■ **Task directions**
Convert the rows below into a JSON list of strings, one string per line and blank lines omitted. Begin at the line that contains "Annotation task — locate each instance of the rocky path" and stop after the line that contains "Annotation task — locate each instance of the mountain".

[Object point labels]
┌──
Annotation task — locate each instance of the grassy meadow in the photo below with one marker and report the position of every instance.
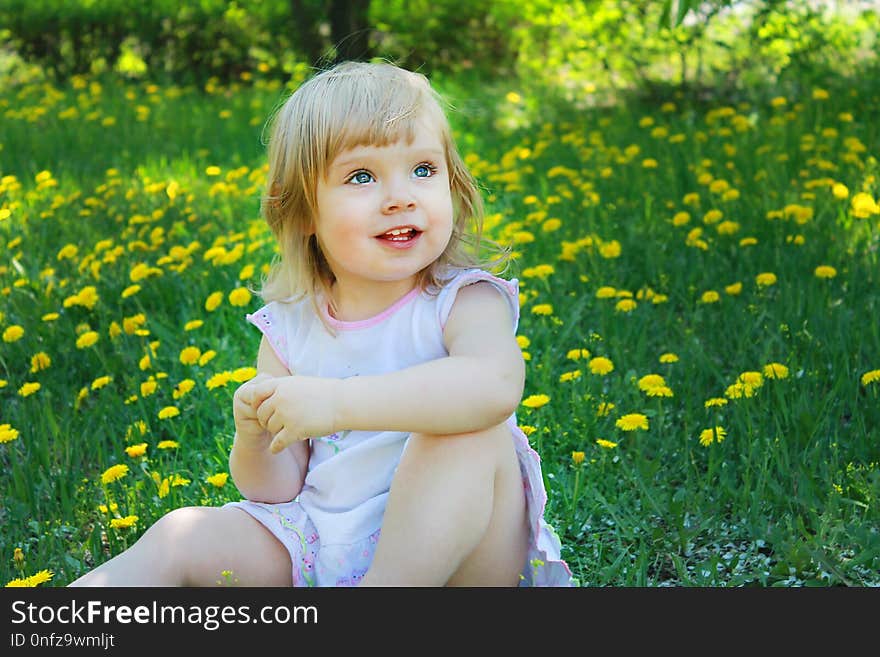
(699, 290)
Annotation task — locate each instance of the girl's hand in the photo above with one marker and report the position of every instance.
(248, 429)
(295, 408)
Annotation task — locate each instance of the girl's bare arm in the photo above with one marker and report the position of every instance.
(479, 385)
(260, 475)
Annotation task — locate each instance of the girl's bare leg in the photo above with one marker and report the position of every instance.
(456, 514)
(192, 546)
└──
┌──
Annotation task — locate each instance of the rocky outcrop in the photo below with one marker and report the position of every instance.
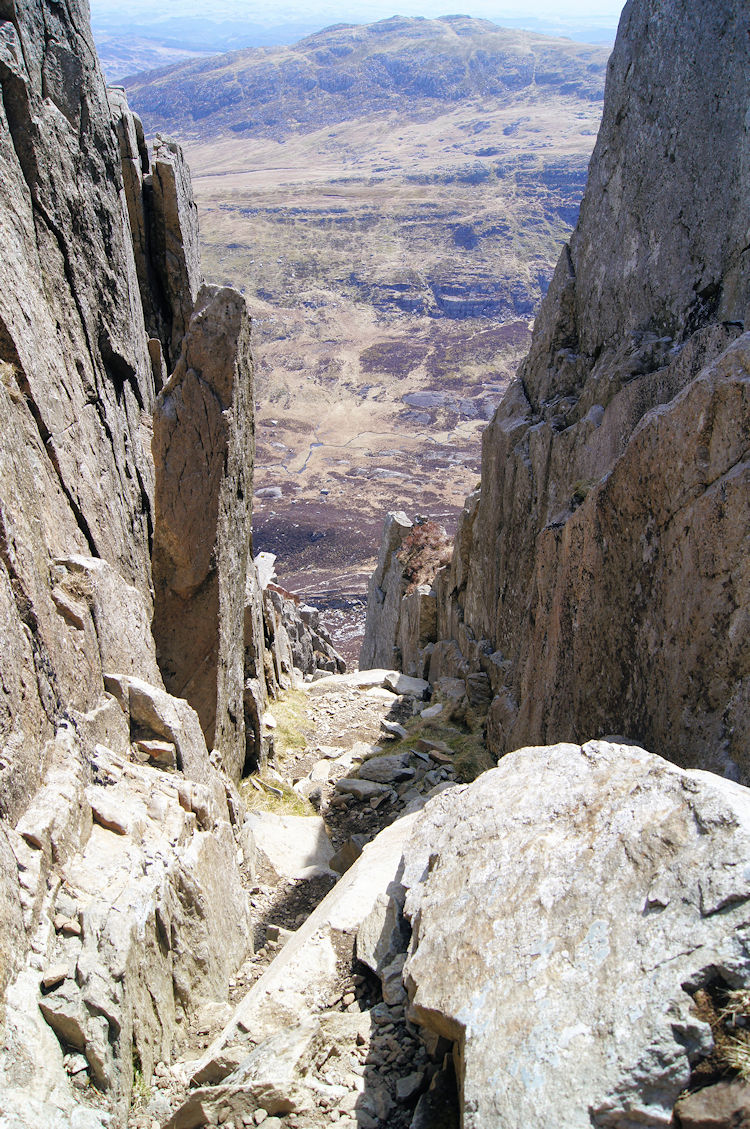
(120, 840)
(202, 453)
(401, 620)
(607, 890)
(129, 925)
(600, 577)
└──
┌──
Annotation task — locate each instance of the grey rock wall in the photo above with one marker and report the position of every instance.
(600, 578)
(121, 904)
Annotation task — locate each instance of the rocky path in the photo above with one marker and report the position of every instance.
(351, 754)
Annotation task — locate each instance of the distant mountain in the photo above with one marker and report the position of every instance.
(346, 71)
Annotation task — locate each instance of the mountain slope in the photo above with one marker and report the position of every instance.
└──
■ **The output**
[
  "Annotation task — locate each instance of the rocky path in the photo above with one marker and report the position of every instance.",
  "(351, 754)",
  "Annotation task — locate each instance of the distant mountain in the photo above with one marker and report the position of every instance.",
  "(346, 71)",
  "Annotation task — locate each instance of the mountain slope in the photo above with one marker and report the position of every instance."
]